=== Text section ===
---

The Rio Grande Gorge, 800 feet deep


At the November meeting of the Los Alamos Mountaineers, Larry Hersman will talk about the future Rio Grande Gorge Trail. The trail is a joint venture of the BLM, Forest Service, the Taos Pueblo, and the Rocky Mountain Youth Corps of Taos. Larry writes “It has been my longstanding belief that education is a means to a better future. The purpose of this project is to provide an educational opportunity for the youth of Northern New Mexico by constructing a trail for all of us to experience the wilderness. Wilderness is more than a parcel of land set aside to be preserved and protected from development – it is also a concept of human experience – a place where we allowed go to gain a better understanding of ourselves and Nature.”
“The crew that constructs the Rio Grande Gorge trail will be academically qualified students who struggle to afford a college education. Through their efforts in the Gorge, they will receive financial support for room and board at a college or university.  In addition to financial support, they will receive hands on-experience in the disciplines of geology, ecology, hydrology, and resource management – to name a few.”

---

=== Exercise materials ===

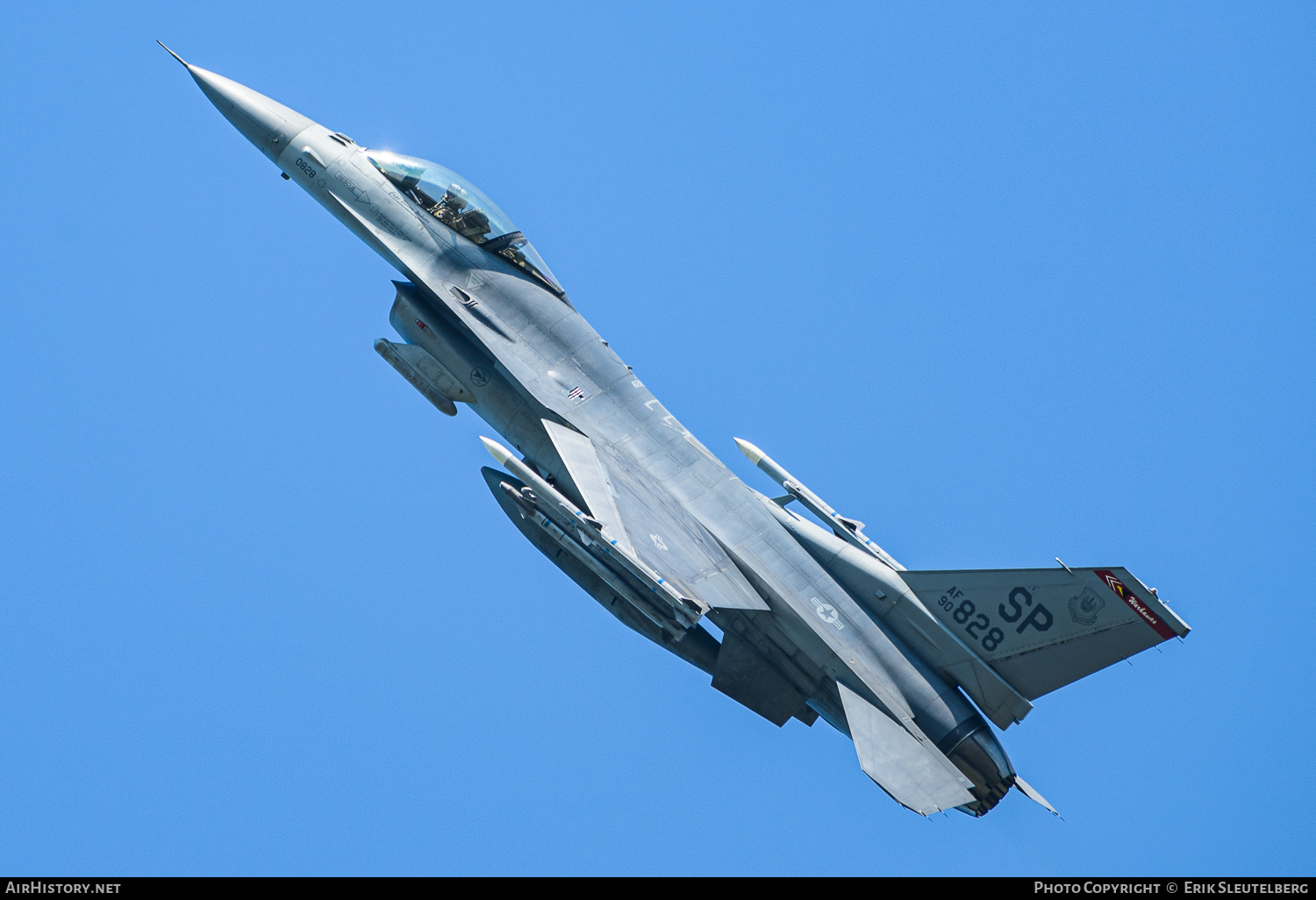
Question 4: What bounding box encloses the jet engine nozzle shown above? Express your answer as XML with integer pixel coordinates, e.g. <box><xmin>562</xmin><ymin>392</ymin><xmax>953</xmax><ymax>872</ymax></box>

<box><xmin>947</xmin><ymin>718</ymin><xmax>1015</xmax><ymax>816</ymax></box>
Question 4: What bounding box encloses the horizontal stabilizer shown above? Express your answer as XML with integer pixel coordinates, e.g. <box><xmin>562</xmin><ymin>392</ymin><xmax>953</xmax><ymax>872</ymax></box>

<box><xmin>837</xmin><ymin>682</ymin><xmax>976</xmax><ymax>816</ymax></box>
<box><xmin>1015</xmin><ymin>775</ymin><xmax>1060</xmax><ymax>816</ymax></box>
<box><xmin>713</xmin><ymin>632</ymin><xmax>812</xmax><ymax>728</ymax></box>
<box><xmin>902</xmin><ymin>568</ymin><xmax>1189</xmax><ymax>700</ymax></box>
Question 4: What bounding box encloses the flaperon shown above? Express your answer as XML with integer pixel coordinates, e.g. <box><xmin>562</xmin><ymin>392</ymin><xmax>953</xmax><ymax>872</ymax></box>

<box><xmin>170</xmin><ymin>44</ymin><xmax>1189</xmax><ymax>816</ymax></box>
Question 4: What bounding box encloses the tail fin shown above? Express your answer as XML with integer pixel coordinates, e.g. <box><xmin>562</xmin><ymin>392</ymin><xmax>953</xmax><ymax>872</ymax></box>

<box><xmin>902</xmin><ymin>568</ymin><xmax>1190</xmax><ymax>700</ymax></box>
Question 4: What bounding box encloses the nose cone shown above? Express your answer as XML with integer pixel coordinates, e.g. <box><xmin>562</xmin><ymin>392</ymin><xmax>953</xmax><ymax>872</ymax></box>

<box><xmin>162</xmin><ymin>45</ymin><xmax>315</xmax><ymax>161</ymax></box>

---

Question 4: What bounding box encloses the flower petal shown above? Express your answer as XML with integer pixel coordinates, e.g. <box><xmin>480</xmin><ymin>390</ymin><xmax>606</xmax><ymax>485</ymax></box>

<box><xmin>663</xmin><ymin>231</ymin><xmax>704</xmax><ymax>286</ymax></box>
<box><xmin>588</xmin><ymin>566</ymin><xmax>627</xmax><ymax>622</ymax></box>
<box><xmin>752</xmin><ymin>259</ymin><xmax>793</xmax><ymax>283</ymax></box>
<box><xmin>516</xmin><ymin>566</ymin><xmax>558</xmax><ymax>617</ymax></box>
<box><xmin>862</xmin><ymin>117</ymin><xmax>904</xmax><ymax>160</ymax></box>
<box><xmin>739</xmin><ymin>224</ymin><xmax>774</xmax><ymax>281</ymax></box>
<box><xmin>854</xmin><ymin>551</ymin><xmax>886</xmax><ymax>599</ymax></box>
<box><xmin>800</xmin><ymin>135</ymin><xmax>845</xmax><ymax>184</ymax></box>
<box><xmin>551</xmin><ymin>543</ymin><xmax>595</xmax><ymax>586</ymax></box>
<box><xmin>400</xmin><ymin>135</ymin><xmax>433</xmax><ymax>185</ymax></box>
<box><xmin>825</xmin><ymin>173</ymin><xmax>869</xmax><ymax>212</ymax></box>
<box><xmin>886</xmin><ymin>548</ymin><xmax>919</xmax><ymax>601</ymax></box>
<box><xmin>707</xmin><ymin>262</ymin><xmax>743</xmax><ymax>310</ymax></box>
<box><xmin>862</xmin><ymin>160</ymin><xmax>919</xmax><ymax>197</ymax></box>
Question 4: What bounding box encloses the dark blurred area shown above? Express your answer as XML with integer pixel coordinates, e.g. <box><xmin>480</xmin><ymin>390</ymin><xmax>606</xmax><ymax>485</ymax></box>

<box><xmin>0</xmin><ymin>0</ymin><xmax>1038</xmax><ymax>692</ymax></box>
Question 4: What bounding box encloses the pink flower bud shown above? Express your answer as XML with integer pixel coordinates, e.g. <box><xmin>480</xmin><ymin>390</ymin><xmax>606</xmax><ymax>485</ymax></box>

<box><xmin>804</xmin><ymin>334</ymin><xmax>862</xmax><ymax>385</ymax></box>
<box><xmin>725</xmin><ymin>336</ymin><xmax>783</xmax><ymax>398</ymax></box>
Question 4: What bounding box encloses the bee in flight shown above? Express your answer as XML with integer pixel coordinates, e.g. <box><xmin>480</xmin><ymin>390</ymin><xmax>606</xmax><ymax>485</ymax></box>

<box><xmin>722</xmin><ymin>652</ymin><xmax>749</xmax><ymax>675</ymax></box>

---

=== Exercises ===
a) Return each line of the rows that contains the word "bounding".
b) Extend the passage about the Rio Grande Gorge Trail, starting right after its last sentence.

=== Answers to the tasks ===
a)
Question 4: What bounding box encloses the jet engine nozzle shown above? Express your answer as XML with integer pixel coordinates, e.g. <box><xmin>562</xmin><ymin>392</ymin><xmax>953</xmax><ymax>872</ymax></box>
Question 4: What bounding box encloses the horizontal stabilizer shown above? Express your answer as XML with integer pixel coordinates, e.g. <box><xmin>562</xmin><ymin>392</ymin><xmax>953</xmax><ymax>872</ymax></box>
Question 4: What bounding box encloses the flaperon shown above? Express your answer as XML with integer pixel coordinates, e.g. <box><xmin>562</xmin><ymin>392</ymin><xmax>953</xmax><ymax>872</ymax></box>
Question 4: What bounding box encloses the tail fin shown above? Express your answer as XML with integer pixel coordinates, e.g. <box><xmin>562</xmin><ymin>392</ymin><xmax>953</xmax><ymax>872</ymax></box>
Question 4: What bounding box encloses the nose cone shown above? Express your answer as XML with integer pixel coordinates, e.g. <box><xmin>562</xmin><ymin>392</ymin><xmax>953</xmax><ymax>872</ymax></box>
Question 4: What bounding box encloses the flower petal shown above? Express your answer as XML with integer pixel coordinates, e.g. <box><xmin>480</xmin><ymin>390</ymin><xmax>606</xmax><ymax>485</ymax></box>
Question 4: What bounding box encloses the dark blurred area shown above? Express your answer as XML with integer pixel coordinates, e.g. <box><xmin>480</xmin><ymin>390</ymin><xmax>606</xmax><ymax>485</ymax></box>
Question 4: What bounding box encloses the pink flower bud shown above? Express your answer as XML with integer pixel coordinates, e.g. <box><xmin>480</xmin><ymin>390</ymin><xmax>606</xmax><ymax>485</ymax></box>
Question 4: What bounding box encloses the bee in flight shown above? Express your answer as XML with integer pixel coordinates, e.g. <box><xmin>480</xmin><ymin>390</ymin><xmax>606</xmax><ymax>485</ymax></box>

b)
The Rio Grande Gorge was one of the original 8 rivers included in the Wild and Scenic Rivers Act of 1968, which states:  “Wild rivers are free of impoundments and generally inaccessible except by trail.” 
The 18-inch wide trail would be entirely within the Rio Grande Del Norte National Monument, under the jurisdiction of the Taos office of the BLM. It would stay above the high water mark of the river, and be sensitive to the environmental and cultural aspects of the Gorge (e.g., Bighorn Sheep breeding and lambing areas, springs, native rock art). Hikers would traverse three sections of the river – the Upper Box, the Junta, and the Taos Box – as they moved north to south. The trail would begin at the Chiflo access in the Wild River Park on the east side of the Upper Box. About 3 miles of existing trail in the Upper Box and one mile in the Taos Box would be incorporated.  Crossing the Red River, it would continue south along the east bank until reaching the John Dunn Bridge 16 miles from the start. Crossing the bridge to the west side, it would continue south 15 miles along the Taos Box.  Just before reaching the Taos Junction Bridge, the trail would join the existing La Vista Verde Tail to exit the Gorge onto State Road 567, about a mile from the bridge.  There would be “primitive” campsites, and access trails, at intervals, to the rim. For river runners, the trail would provide a safety escape route.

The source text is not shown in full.